SHORT TASK
Convert the lines below, from the line with "the green sedge" to the line with "x=262, y=1095", into a JSON list of strings, one string per line, skipping any blank lines.

>> BEGIN

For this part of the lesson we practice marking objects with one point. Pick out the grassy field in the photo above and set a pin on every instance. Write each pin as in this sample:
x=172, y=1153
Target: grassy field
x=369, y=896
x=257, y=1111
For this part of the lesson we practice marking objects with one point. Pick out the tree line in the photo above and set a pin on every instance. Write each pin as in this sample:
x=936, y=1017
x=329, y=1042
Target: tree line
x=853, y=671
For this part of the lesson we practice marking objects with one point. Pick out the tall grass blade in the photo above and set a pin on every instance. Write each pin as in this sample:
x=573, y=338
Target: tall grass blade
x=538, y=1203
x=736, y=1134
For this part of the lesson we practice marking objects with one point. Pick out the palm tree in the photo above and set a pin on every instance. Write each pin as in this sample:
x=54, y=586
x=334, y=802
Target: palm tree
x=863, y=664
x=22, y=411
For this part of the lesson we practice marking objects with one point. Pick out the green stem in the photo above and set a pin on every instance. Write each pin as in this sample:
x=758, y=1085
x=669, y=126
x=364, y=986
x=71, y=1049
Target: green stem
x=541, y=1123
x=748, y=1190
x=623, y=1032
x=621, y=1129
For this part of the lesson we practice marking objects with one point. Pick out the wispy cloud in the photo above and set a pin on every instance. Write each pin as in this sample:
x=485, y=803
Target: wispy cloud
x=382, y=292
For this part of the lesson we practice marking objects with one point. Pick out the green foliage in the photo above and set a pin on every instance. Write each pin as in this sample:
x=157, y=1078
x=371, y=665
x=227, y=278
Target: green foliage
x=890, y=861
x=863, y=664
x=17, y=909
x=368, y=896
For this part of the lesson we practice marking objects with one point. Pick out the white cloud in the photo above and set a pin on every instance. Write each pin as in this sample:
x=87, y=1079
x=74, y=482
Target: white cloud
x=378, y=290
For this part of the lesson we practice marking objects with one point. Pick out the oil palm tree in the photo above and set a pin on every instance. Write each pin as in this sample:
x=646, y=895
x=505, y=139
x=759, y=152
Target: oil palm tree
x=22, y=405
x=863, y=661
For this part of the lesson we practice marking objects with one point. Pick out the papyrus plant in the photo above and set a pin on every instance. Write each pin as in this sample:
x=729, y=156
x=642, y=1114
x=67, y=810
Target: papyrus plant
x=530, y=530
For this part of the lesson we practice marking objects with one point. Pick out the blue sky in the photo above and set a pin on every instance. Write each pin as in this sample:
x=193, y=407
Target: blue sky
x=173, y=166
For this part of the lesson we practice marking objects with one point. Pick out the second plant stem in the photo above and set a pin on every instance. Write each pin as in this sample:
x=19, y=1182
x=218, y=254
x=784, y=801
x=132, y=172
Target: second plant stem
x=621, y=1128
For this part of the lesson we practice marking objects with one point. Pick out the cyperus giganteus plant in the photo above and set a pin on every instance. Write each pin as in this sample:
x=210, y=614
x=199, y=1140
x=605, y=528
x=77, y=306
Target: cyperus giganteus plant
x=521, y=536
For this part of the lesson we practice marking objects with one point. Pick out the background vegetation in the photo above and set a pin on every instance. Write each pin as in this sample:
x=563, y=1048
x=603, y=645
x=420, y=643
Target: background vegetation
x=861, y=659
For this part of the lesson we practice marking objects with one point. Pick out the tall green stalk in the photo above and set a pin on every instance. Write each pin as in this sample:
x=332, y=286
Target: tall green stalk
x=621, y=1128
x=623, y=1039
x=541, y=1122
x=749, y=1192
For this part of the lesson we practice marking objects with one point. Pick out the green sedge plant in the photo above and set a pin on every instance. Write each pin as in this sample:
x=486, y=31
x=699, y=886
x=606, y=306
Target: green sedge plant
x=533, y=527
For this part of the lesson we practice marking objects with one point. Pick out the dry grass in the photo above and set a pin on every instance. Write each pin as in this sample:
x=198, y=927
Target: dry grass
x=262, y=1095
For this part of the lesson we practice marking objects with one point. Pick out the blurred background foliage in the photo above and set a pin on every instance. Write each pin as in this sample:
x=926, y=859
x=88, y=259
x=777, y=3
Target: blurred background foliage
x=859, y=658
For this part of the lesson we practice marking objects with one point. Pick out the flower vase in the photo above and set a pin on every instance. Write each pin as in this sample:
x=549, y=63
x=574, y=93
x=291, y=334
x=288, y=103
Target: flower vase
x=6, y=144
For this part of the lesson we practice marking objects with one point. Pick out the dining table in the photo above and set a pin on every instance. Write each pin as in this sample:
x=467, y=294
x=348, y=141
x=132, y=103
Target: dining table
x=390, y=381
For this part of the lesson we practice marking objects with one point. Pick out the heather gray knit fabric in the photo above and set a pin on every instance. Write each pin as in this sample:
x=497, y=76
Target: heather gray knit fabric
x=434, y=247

>> END

FINISHED ANSWER
[
  "For this part of the lesson we practice marking objects with one point. Pick out the green sedge plant in the photo above and set a pin on every instance. Write each pin as in this sample:",
  "x=486, y=31",
  "x=699, y=886",
  "x=606, y=306",
  "Target: green sedge plant",
  "x=533, y=527",
  "For this part of the lesson we practice marking objects with one point. Pick out the dry grass in the photo above and set a pin on every instance. Write each pin as in this sample:",
  "x=198, y=927",
  "Target: dry grass",
  "x=262, y=1095"
]